* What is needed
Update everything from the start of the entries down to the line containing "point(92, 289)", replacing "marker" with "dot" and leaving all else unchanged. Give back only those lines, without the pictures.
-- Begin Available data --
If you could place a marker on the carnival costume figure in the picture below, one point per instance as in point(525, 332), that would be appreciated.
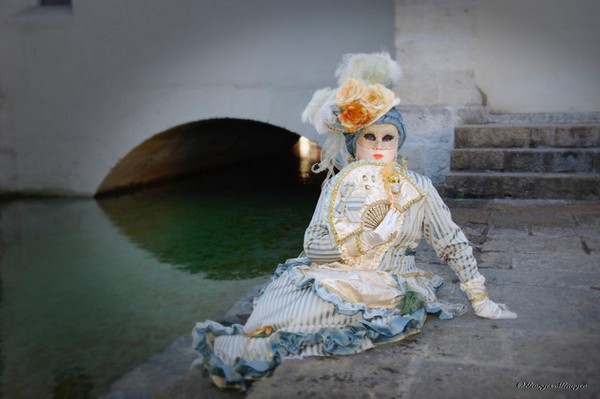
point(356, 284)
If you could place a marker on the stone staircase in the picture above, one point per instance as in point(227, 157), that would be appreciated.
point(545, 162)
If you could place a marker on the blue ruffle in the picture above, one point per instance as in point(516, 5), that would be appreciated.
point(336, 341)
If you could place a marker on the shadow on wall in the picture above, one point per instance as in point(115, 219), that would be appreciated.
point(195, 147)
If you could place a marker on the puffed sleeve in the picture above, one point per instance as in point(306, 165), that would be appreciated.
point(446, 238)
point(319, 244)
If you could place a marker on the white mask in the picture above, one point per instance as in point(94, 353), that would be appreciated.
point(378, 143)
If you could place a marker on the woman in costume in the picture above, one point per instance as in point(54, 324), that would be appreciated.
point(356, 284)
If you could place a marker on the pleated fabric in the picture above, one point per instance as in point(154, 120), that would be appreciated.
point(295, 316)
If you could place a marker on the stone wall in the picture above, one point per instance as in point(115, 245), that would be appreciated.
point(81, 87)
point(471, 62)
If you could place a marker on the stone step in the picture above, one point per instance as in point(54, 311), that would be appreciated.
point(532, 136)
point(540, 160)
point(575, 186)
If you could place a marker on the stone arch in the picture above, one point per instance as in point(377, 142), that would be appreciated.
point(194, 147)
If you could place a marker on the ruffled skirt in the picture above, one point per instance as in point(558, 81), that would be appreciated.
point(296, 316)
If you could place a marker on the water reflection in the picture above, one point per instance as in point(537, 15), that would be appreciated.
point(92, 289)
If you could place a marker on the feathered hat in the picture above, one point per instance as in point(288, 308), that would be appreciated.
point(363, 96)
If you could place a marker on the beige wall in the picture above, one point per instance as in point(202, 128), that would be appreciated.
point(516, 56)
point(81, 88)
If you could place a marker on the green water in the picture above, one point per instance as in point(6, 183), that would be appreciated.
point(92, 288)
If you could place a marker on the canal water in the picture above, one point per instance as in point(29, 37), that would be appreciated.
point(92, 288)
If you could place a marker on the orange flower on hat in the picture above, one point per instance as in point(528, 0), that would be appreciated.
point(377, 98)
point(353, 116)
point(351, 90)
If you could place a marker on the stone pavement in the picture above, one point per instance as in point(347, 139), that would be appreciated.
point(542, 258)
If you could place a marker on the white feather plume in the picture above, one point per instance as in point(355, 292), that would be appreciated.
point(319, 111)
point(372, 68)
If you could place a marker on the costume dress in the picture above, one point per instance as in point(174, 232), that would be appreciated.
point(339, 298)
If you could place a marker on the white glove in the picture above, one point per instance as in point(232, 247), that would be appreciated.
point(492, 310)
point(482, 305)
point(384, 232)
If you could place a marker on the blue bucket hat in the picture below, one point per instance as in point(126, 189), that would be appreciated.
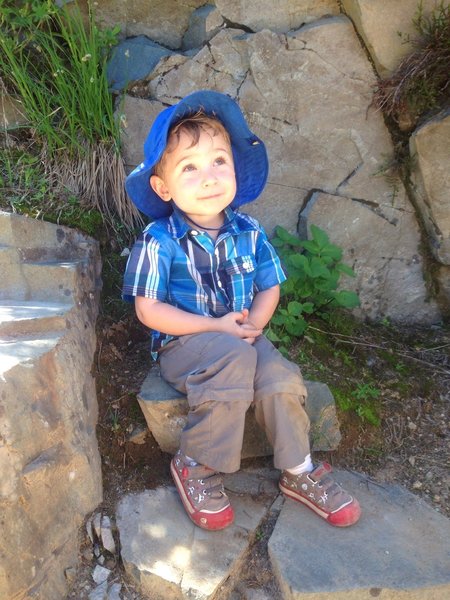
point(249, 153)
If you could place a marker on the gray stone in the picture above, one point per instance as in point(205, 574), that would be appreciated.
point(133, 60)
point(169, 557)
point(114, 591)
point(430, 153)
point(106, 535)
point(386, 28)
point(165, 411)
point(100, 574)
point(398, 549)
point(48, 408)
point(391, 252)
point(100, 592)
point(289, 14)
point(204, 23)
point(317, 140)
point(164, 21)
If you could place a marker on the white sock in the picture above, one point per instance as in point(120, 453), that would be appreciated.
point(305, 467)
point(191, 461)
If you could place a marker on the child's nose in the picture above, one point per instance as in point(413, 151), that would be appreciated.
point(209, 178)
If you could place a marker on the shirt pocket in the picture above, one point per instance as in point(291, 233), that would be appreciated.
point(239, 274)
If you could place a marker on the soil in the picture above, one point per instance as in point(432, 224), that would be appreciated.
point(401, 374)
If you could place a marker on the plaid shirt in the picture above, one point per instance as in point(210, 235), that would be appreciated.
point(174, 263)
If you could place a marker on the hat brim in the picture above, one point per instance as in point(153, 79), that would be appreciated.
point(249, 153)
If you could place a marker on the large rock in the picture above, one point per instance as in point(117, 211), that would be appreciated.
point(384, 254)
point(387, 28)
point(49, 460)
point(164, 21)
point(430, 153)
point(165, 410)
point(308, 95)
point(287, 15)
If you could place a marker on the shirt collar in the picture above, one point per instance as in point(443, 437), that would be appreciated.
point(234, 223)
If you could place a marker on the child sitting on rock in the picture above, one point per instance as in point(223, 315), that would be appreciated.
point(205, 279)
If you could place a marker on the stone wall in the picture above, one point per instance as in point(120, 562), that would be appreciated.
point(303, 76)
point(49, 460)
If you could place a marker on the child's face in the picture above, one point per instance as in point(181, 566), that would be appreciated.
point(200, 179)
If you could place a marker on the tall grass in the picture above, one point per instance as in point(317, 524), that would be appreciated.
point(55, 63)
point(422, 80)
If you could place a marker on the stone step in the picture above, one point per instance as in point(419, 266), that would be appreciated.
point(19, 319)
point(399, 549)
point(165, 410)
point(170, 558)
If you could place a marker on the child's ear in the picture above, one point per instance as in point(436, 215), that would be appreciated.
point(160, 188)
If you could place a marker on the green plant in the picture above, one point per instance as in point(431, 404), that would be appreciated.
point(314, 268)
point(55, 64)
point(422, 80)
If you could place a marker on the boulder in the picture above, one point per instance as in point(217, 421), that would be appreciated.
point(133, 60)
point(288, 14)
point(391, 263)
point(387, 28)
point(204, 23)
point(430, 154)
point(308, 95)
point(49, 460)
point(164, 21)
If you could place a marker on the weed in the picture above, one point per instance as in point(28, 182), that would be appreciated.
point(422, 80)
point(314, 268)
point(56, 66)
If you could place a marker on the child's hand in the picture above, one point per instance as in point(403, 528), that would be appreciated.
-- End Available data --
* Solution to this problem
If you could place a dot on the carnival costume figure in the picture below, one point per instance as in point(525, 332), that would be appreciated.
point(356, 284)
If you could place a dot on the stone staircase in the picture above, one point per instance as in point(227, 157), that would be appreciated.
point(545, 162)
If you could place a dot on the blue ruffle in the picture above, one point per instance as in point(516, 5), that would be appreciated.
point(336, 341)
If you could place a dot on the shadow on wall in the picture above, one point per instance as in point(115, 219), that would be appreciated.
point(195, 147)
If you could place a dot on the puffed sleeve in the picture above, one point per instance as in point(306, 165), that would be appreciated.
point(446, 238)
point(319, 244)
If you could place a dot on the white mask in the picture above, one point per instance as in point(94, 353), that would be appreciated.
point(378, 143)
If you could place a dot on the woman in costume in the picture above, one point per instance as in point(54, 324), that would be appreciated.
point(356, 284)
If you could place a dot on the pleated fabric in the picture above, one point per instance as in point(154, 120), that would be appreciated.
point(295, 316)
If you could place a dot on the stone wall in the picture above, one point per instance as in point(115, 245), that would be appreciated.
point(81, 87)
point(471, 62)
If you could place a dot on the stone step in the picture above, one point per instance as in point(54, 311), that would be appreciated.
point(532, 136)
point(540, 160)
point(575, 186)
If you could place a dot on the stone arch in the picture above, one point per instance as in point(377, 142), that would be appreciated.
point(194, 147)
If you could place a dot on the ruffled skirt in the picture above, one point per instance as in point(558, 81), that would be appreciated.
point(296, 316)
If you could place a dot on the water reflection in the picture above, one point per instance as in point(537, 15), that would be appreciated.
point(92, 289)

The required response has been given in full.